• **Task to complete**
Reproduce every entry exactly as written.
___ Input records
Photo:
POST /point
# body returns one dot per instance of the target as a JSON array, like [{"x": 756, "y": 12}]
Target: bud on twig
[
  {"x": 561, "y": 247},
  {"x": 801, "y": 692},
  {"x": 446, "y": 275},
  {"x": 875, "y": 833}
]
______
• **Exercise solution**
Photo:
POST /point
# body returns one dot per instance of the target as a JSON array, like [{"x": 756, "y": 12}]
Target: bud on twig
[
  {"x": 561, "y": 247},
  {"x": 801, "y": 692},
  {"x": 446, "y": 275},
  {"x": 875, "y": 833}
]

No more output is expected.